------ INPUT DATA ------
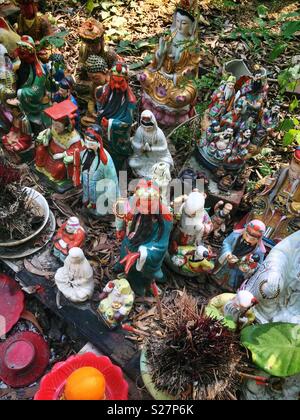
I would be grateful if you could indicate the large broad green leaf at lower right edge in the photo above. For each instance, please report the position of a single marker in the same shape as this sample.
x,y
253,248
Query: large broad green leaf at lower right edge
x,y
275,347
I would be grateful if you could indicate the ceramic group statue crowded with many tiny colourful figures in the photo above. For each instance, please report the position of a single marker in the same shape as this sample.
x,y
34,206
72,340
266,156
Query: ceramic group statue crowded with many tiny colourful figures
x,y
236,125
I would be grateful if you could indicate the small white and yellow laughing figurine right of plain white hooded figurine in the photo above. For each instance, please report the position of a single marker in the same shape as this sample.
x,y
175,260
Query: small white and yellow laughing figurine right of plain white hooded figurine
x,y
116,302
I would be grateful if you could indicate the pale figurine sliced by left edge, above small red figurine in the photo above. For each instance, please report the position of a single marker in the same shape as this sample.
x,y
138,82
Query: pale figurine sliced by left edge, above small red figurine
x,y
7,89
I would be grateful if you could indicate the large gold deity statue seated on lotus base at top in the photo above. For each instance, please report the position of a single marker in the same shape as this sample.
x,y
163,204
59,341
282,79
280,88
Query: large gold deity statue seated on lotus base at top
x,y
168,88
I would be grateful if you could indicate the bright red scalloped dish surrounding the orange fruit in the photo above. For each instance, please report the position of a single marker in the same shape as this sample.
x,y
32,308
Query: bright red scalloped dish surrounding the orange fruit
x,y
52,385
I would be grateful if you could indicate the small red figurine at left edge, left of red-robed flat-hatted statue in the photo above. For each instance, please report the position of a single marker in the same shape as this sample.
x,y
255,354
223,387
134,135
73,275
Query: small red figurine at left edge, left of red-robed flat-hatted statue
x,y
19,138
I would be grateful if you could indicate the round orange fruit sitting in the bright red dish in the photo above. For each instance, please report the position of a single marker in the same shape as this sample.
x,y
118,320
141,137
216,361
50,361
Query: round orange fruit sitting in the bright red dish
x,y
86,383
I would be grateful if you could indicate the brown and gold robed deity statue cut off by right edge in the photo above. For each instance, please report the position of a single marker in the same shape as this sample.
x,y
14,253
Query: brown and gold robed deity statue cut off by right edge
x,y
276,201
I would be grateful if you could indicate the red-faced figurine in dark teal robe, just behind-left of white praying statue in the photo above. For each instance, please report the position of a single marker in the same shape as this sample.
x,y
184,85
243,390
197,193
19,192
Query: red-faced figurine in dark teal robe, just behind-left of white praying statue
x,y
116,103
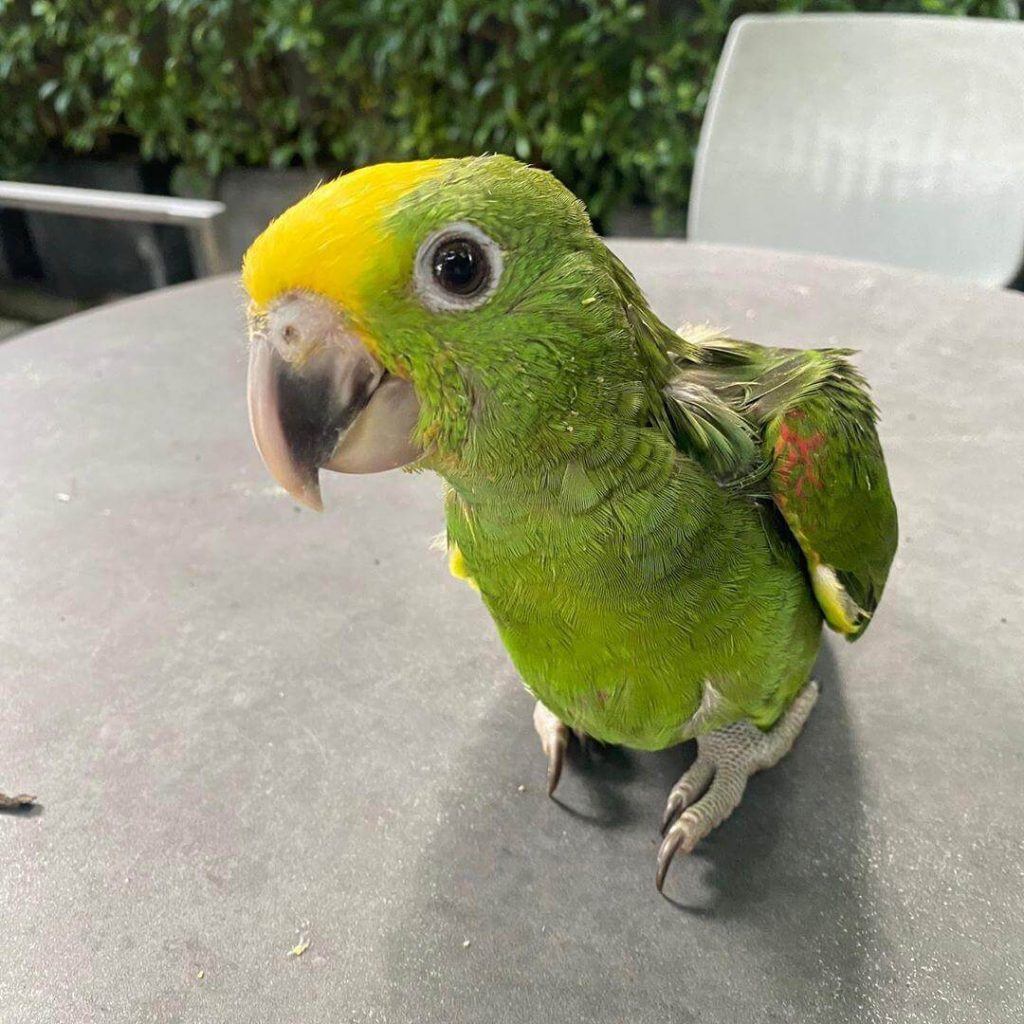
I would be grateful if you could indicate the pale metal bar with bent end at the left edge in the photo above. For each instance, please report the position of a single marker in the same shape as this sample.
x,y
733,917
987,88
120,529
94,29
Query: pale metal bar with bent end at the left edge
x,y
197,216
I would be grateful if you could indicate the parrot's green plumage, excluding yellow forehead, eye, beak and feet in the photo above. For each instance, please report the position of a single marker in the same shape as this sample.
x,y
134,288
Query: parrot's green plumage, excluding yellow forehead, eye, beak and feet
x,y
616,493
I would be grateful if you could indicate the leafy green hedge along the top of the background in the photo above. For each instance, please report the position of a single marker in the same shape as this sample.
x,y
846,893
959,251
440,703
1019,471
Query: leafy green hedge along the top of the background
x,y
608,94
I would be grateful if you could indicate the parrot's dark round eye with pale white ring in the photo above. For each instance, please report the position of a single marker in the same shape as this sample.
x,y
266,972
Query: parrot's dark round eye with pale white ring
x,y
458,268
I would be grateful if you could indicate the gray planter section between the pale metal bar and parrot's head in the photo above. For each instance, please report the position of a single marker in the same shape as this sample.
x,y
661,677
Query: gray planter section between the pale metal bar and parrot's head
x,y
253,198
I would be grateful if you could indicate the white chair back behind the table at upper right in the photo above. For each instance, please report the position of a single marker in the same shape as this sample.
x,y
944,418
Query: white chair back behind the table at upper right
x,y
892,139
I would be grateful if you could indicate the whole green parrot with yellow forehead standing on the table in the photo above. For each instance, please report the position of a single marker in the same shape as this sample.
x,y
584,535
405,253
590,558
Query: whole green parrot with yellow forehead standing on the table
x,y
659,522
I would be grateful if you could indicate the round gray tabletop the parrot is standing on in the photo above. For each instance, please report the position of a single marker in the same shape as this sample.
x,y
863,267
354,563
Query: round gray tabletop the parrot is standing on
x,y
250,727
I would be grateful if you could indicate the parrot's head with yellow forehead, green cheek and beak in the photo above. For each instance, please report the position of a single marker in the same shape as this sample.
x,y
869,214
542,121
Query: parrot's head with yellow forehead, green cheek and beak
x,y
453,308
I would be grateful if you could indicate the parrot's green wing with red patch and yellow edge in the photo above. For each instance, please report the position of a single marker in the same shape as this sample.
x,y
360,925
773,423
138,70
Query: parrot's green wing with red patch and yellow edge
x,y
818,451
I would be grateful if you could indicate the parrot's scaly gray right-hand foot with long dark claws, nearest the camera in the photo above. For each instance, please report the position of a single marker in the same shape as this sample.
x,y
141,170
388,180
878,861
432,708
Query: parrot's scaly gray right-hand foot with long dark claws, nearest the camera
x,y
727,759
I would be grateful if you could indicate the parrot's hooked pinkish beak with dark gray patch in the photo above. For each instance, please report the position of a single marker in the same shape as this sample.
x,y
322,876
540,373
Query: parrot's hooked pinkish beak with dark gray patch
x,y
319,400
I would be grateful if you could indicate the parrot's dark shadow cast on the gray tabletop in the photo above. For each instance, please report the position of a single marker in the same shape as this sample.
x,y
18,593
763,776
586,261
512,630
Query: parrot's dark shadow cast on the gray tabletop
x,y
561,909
------
- THE PROBLEM -
Please copy out the whole listing exactly, minus its pictures.

- THE COMPLETED TASK -
I would be grateful if you could indicate the large broad green leaf at lower right edge in the photo above. For each instance, please report the position of a single marker in the same shape as this sample.
x,y
253,248
Query: large broad green leaf at lower right edge
x,y
275,347
I would be grateful if you could indicate the ceramic group statue crowded with many tiny colourful figures in the photo above. For each instance, please report the position of a single marker in the same shape as this sample.
x,y
34,206
72,340
266,156
Query: ceramic group statue crowded with many tiny colourful figures
x,y
236,125
I would be grateful if you could indicate the small white and yellow laughing figurine right of plain white hooded figurine in the photo above. For each instance, please report the position of a single marker in the same shape as this sample.
x,y
175,260
Query: small white and yellow laughing figurine right of plain white hooded figurine
x,y
116,302
I would be grateful if you could indicate the pale figurine sliced by left edge, above small red figurine in the photo above. For each instance, please report the position of a single marker in the same shape as this sample.
x,y
138,82
Query: pale figurine sliced by left edge, above small red figurine
x,y
7,89
I would be grateful if you could indicate the large gold deity statue seated on lotus base at top in the photo above. For each instance, please report the position of a single marker in the same shape as this sample.
x,y
163,204
59,341
282,79
280,88
Query: large gold deity statue seated on lotus base at top
x,y
168,88
I would be grateful if you could indicate the bright red scalloped dish surrounding the orange fruit in the photo above. For each instance, please report the position of a single marker in the same shape as this sample.
x,y
32,308
Query: bright red scalloped dish surrounding the orange fruit
x,y
52,385
I would be grateful if you could indicate the small red figurine at left edge, left of red-robed flat-hatted statue in the photo above. For each instance, please report the position of a single marker in the same shape as this sample.
x,y
255,354
223,387
134,135
73,275
Query: small red figurine at left edge, left of red-robed flat-hatted statue
x,y
19,138
I would be grateful if you could indicate the round orange fruit sitting in the bright red dish in the photo above. For each instance, please report the position of a single marker in the same shape as this sample.
x,y
118,320
141,137
216,361
50,361
Query: round orange fruit sitting in the bright red dish
x,y
86,383
I would be grateful if you could indicate the brown and gold robed deity statue cut off by right edge in the photo above. For each instance, please report the position of a single marker in the same shape as this sample.
x,y
14,253
Query: brown and gold robed deity statue cut off by right edge
x,y
276,201
I would be grateful if you could indicate the red-faced figurine in dark teal robe, just behind-left of white praying statue in the photo above. For each instance, please report the position of a single marker in the same shape as this sample.
x,y
184,85
243,390
197,193
19,192
Query: red-faced figurine in dark teal robe, just behind-left of white praying statue
x,y
116,103
I would be grateful if you could indicate the pale metal bar with bent end at the left edge in the photo above. For each instance, please report the position of a single marker in the same shape as this sample.
x,y
733,917
987,88
120,529
94,29
Query: pale metal bar with bent end at the left edge
x,y
197,216
I would be grateful if you could indicate the parrot's green plumage, excluding yellow forehead, eye, beak and feet in the photo above. For each instance, please report the position of a single marker in the same shape as this sample.
x,y
134,288
Query: parrot's green plumage, excluding yellow forehead, eye, beak and feet
x,y
616,493
I would be grateful if you could indicate the leafy green hedge along the top of the background in the photo above. For each instance, please report the position of a single marker in the same shape as this sample.
x,y
846,893
959,251
440,703
1019,471
Query: leafy green hedge along the top of the background
x,y
608,94
I would be grateful if you could indicate the parrot's dark round eye with pale white ring in the photo above. For each instance, please report the position of a single marker in the same shape as this sample.
x,y
266,972
Query: parrot's dark round eye with pale white ring
x,y
458,268
I would be grateful if you could indicate the gray planter section between the pale metal bar and parrot's head in the photo above. For each instance, please report the position of a single marker in the same shape as this sample.
x,y
661,677
Query: gray planter section between the pale metal bar and parrot's head
x,y
253,198
I would be grateful if you could indicate the white chair back behind the table at upper right in the photo above. For each instance, please report the position of a single marker in the same shape as this sample.
x,y
944,418
Query: white chair back behind the table at upper right
x,y
892,139
I would be grateful if you could indicate the whole green parrot with yellow forehead standing on the table in the photo above. For each instance, please report the position of a single marker in the same shape as this sample.
x,y
584,535
405,253
590,558
Query: whole green parrot with yellow forehead standing on the table
x,y
659,522
I would be grateful if you could indicate the round gray tabletop the parrot is standing on in the photo above. For each instance, please report the position of a single marker in the same shape as this sample.
x,y
863,267
354,563
Query: round gray tabletop the parrot is standing on
x,y
250,727
I would be grateful if you could indicate the parrot's head with yellow forehead, green cheek and beak in the photo above. For each instance, please report the position of a single marker in the same shape as this sample.
x,y
869,214
542,121
Query: parrot's head with yellow forehead, green cheek and beak
x,y
453,308
I would be grateful if you could indicate the parrot's green wing with red patch and yellow edge in the photo above. For each instance, please report the position of a single marker in the same shape as this sample.
x,y
360,925
773,423
138,70
Query: parrot's green wing with red patch and yellow edge
x,y
818,451
I would be grateful if you could indicate the parrot's scaly gray right-hand foot with long dark claws, nearest the camera in the photo above. For each instance, please report the position of a single marker in the same shape as this sample.
x,y
141,170
388,180
878,861
432,708
Query: parrot's scaly gray right-hand foot with long dark claws, nearest the camera
x,y
727,759
I would be grateful if you could indicate the parrot's hooked pinkish beak with dark gray patch in the photo above. For each instance, please report the position of a single marker in the same shape as this sample.
x,y
322,876
540,373
Query: parrot's hooked pinkish beak with dark gray patch
x,y
319,400
I would be grateful if you could indicate the parrot's dark shadow cast on the gray tabletop in the photo above. For each instance, please report the position of a single marker in the same shape as this sample.
x,y
18,593
763,776
586,261
512,630
Query: parrot's dark shadow cast on the gray tabletop
x,y
561,909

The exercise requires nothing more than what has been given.